Object point labels
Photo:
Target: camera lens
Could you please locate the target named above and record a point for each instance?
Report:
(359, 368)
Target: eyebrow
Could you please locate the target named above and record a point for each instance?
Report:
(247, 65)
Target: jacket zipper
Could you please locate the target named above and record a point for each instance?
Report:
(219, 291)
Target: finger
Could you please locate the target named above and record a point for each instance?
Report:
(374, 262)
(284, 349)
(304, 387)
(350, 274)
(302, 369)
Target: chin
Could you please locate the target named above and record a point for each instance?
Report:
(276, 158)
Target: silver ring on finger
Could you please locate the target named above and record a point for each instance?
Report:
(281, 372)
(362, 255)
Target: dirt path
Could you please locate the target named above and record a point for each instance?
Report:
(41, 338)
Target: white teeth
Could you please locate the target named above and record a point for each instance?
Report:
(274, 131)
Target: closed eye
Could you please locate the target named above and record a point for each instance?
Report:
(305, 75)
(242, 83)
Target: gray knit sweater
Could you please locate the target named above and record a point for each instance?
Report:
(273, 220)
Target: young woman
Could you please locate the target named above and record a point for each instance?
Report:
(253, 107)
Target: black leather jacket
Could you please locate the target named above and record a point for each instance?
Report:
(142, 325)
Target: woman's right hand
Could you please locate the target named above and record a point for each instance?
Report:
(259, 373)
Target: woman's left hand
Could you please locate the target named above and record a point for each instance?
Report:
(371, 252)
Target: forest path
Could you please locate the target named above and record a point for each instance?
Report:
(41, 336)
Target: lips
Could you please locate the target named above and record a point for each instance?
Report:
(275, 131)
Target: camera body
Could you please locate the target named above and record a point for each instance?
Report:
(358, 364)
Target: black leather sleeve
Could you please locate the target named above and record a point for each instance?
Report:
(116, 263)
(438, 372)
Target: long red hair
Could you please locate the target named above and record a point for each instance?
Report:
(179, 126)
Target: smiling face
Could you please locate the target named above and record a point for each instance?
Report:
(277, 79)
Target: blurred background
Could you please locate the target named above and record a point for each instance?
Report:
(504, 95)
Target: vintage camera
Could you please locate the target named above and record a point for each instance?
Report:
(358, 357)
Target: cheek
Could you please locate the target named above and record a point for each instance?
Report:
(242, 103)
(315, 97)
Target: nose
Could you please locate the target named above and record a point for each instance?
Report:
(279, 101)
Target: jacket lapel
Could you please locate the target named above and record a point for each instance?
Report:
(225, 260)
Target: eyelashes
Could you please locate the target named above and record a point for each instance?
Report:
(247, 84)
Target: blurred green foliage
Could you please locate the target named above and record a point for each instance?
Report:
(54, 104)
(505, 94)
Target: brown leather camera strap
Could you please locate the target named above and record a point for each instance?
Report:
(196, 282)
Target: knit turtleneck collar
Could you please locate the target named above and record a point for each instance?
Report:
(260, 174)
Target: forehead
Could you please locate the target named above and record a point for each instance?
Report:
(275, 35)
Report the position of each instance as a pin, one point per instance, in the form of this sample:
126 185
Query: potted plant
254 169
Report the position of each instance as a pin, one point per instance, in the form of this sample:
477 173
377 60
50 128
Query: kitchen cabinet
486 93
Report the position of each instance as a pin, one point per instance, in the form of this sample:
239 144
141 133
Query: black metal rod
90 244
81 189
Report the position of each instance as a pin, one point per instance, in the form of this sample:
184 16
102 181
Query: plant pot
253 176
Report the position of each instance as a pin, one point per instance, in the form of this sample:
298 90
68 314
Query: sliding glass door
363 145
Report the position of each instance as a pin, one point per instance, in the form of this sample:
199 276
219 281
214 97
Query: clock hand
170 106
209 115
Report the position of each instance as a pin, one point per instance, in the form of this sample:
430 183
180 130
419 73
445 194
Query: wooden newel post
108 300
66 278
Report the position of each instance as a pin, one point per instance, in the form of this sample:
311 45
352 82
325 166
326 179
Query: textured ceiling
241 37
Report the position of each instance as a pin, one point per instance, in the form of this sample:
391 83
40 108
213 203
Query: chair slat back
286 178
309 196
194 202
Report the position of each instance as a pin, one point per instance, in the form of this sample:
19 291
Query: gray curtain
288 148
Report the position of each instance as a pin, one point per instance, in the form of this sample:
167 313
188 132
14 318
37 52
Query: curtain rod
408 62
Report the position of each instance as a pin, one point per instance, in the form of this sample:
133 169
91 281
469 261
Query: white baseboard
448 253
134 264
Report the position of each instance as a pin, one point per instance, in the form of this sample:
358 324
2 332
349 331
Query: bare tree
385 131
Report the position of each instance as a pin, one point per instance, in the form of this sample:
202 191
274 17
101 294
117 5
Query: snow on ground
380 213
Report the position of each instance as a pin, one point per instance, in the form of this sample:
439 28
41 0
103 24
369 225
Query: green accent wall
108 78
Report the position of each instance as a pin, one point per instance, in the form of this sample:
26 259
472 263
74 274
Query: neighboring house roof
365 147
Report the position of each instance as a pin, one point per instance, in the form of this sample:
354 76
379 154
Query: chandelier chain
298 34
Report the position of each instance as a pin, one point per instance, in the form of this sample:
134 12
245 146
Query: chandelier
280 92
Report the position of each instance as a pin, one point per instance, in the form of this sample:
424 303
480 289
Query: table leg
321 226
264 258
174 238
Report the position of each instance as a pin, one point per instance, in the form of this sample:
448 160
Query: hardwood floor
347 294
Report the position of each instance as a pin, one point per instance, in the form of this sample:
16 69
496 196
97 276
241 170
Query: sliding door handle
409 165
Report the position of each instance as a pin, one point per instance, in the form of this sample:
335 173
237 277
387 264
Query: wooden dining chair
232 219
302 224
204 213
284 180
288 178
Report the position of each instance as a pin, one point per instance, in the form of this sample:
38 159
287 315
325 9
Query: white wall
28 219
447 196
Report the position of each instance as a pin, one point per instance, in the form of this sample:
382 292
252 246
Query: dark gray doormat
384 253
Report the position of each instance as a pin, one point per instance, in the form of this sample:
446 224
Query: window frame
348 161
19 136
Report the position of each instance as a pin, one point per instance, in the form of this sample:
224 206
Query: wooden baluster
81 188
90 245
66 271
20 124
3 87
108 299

_Given problem_:
How many lines in the entries contain the word "black"? Give only the number.

_Response to this task_:
3